*GIVEN TASK*
Identify every line in the data below that contains the string "ceramic", and copy each such line in full.

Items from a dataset

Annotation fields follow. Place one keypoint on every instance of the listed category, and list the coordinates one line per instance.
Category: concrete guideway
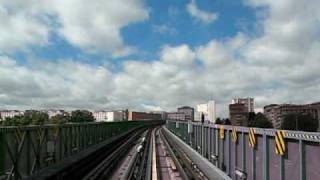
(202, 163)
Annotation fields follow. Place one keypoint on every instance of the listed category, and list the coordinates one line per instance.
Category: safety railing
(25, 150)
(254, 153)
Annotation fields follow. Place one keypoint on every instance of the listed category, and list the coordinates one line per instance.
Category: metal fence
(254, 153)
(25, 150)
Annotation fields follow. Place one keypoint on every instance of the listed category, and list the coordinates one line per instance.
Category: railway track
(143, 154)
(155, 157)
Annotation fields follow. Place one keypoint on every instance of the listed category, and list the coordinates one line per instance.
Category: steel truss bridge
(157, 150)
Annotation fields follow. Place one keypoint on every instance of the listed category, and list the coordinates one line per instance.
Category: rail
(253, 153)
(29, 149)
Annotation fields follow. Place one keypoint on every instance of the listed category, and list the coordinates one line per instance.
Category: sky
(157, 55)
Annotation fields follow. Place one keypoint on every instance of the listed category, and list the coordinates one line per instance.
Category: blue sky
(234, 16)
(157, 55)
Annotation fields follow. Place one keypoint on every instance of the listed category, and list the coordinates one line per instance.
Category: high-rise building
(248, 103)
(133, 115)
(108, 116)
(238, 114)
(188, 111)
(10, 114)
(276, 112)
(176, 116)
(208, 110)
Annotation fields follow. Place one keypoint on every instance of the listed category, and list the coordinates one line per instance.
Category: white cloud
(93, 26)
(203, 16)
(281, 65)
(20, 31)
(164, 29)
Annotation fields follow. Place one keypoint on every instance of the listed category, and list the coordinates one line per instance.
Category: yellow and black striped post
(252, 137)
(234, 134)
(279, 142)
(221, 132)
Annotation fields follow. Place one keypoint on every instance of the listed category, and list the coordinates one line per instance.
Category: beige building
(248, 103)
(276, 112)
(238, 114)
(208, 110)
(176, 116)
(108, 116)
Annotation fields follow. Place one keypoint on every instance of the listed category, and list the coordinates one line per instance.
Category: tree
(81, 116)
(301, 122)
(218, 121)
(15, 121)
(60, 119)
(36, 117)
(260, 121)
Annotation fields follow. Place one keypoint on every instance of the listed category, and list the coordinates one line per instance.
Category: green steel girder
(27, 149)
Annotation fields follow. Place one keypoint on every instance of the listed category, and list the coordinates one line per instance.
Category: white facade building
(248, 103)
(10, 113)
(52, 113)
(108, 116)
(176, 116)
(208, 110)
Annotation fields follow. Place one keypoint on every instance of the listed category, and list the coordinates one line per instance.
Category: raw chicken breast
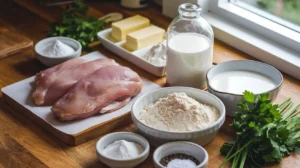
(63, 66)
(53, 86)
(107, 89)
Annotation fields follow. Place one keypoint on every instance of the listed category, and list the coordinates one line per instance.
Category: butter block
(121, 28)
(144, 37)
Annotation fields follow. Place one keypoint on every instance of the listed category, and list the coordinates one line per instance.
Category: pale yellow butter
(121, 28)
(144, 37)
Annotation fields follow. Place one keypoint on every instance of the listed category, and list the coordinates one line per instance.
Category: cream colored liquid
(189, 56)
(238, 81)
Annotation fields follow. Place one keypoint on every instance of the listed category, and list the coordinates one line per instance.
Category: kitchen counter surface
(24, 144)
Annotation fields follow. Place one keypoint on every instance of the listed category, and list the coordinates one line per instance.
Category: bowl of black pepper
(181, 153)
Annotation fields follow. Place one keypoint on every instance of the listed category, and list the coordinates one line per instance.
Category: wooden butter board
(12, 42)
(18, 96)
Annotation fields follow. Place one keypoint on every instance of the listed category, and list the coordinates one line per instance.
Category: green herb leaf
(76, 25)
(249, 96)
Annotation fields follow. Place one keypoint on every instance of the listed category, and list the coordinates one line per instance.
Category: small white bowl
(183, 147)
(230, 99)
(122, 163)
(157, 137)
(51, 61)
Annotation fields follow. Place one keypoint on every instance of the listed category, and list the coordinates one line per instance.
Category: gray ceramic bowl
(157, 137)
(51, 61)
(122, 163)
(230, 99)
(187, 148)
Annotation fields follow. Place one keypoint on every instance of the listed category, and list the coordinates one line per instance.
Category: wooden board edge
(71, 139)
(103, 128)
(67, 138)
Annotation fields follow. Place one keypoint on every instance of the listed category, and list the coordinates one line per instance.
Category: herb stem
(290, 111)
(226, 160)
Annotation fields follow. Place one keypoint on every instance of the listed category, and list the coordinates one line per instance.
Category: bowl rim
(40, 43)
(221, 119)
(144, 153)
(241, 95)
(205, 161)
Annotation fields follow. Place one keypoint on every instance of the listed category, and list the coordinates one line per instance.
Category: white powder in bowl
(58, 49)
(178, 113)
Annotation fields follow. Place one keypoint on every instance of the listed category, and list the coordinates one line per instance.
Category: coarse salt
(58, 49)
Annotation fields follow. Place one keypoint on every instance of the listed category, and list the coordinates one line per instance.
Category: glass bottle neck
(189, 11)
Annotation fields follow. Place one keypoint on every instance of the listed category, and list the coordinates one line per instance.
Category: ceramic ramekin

*ANSWER IN FULL*
Category: gray ceramic bowl
Category: ceramic ramekin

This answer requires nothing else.